--- Start of DATA SUPPLIED ---

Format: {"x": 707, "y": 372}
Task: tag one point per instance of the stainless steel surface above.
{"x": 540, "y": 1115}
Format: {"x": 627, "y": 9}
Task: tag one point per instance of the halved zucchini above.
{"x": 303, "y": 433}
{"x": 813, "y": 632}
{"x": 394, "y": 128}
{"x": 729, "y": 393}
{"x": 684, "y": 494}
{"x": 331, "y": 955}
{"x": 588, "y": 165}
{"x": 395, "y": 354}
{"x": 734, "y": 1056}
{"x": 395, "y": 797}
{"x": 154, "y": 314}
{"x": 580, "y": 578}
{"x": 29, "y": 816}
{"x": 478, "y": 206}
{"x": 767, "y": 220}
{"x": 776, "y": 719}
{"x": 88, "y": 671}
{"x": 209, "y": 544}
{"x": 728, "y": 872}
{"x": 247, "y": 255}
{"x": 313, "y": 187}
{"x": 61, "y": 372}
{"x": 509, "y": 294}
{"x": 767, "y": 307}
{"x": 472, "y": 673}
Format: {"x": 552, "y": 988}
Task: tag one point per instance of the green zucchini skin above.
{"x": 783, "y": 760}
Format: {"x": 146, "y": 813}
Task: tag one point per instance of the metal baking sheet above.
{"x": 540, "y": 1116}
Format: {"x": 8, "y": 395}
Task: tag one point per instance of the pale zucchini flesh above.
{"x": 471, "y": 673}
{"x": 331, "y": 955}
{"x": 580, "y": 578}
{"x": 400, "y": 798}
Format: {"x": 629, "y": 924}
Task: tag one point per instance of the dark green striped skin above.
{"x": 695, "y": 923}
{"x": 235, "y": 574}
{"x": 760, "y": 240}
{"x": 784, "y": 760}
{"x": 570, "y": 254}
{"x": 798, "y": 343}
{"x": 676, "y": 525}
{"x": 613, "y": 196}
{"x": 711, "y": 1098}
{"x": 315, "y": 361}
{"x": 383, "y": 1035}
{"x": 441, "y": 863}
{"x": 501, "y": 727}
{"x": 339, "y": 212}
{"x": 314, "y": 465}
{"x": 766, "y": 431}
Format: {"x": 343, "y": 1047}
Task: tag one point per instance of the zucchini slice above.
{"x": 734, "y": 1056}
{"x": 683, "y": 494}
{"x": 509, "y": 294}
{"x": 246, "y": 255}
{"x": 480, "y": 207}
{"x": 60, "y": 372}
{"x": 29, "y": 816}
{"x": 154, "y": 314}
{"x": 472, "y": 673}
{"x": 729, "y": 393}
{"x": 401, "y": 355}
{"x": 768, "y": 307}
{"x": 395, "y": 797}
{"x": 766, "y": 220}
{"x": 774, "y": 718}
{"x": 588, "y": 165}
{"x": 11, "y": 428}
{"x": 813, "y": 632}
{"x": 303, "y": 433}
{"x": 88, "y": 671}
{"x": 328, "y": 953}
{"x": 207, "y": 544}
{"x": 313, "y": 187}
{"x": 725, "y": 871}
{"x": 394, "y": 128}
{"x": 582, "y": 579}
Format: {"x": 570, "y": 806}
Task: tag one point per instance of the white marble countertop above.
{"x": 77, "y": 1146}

--- End of DATA SUPPLIED ---

**EXERCISE INSTRUCTIONS**.
From the data above, extract every line in its exact form.

**REPLY TO THE TASK**.
Format: {"x": 707, "y": 372}
Task: tag one point per instance of the stainless steel surface above.
{"x": 540, "y": 1115}
Format: {"x": 627, "y": 9}
Task: tag one point per instance of the halved zucchini above.
{"x": 303, "y": 433}
{"x": 813, "y": 632}
{"x": 394, "y": 128}
{"x": 729, "y": 393}
{"x": 684, "y": 494}
{"x": 331, "y": 955}
{"x": 588, "y": 165}
{"x": 395, "y": 354}
{"x": 734, "y": 1056}
{"x": 395, "y": 797}
{"x": 154, "y": 314}
{"x": 580, "y": 578}
{"x": 29, "y": 816}
{"x": 478, "y": 206}
{"x": 767, "y": 220}
{"x": 776, "y": 719}
{"x": 88, "y": 671}
{"x": 209, "y": 544}
{"x": 728, "y": 872}
{"x": 247, "y": 255}
{"x": 313, "y": 187}
{"x": 61, "y": 372}
{"x": 509, "y": 294}
{"x": 767, "y": 307}
{"x": 472, "y": 673}
Format: {"x": 552, "y": 988}
Task: tag one point per instance of the green zucchini skin above.
{"x": 783, "y": 760}
Format: {"x": 146, "y": 813}
Task: tag one point per instance of the metal baking sheet above.
{"x": 540, "y": 1116}
Format: {"x": 8, "y": 395}
Task: tag one point per instance of the pale zucchini flesh above.
{"x": 471, "y": 673}
{"x": 331, "y": 955}
{"x": 580, "y": 578}
{"x": 400, "y": 798}
Format: {"x": 629, "y": 924}
Task: tag one point per instance of the dark green striped skin above.
{"x": 695, "y": 923}
{"x": 235, "y": 574}
{"x": 760, "y": 240}
{"x": 784, "y": 760}
{"x": 570, "y": 254}
{"x": 798, "y": 343}
{"x": 676, "y": 525}
{"x": 613, "y": 196}
{"x": 711, "y": 1098}
{"x": 315, "y": 361}
{"x": 383, "y": 1035}
{"x": 441, "y": 863}
{"x": 501, "y": 727}
{"x": 339, "y": 212}
{"x": 314, "y": 465}
{"x": 766, "y": 431}
Format: {"x": 343, "y": 1047}
Task: tag one point per instance of the zucchini slice above.
{"x": 734, "y": 1056}
{"x": 683, "y": 494}
{"x": 509, "y": 294}
{"x": 246, "y": 255}
{"x": 480, "y": 207}
{"x": 60, "y": 372}
{"x": 29, "y": 816}
{"x": 154, "y": 314}
{"x": 472, "y": 673}
{"x": 729, "y": 393}
{"x": 401, "y": 355}
{"x": 768, "y": 307}
{"x": 395, "y": 797}
{"x": 766, "y": 220}
{"x": 774, "y": 718}
{"x": 588, "y": 165}
{"x": 11, "y": 428}
{"x": 813, "y": 632}
{"x": 303, "y": 433}
{"x": 88, "y": 671}
{"x": 328, "y": 953}
{"x": 207, "y": 544}
{"x": 313, "y": 187}
{"x": 725, "y": 871}
{"x": 394, "y": 128}
{"x": 582, "y": 579}
Format: {"x": 570, "y": 806}
Task: tag one point per instance of the white marble countertop above.
{"x": 77, "y": 1146}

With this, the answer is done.